* **Task to carry out**:
Output each line of the material below as a Markdown table with the columns Index and Content. Number the rows and skip blank lines.
>> Begin Exercise inputs
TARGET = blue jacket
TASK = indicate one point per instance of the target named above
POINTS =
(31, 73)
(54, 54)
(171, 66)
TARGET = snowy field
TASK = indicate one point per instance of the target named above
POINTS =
>> End Exercise inputs
* **The solution**:
| Index | Content |
|---|---|
| 1 | TARGET = blue jacket |
| 2 | TASK = indicate one point per instance of the target named above |
| 3 | POINTS = |
| 4 | (31, 73) |
| 5 | (54, 54) |
| 6 | (171, 66) |
| 7 | TARGET = snowy field |
| 8 | TASK = indicate one point per instance of the target named above |
| 9 | POINTS = |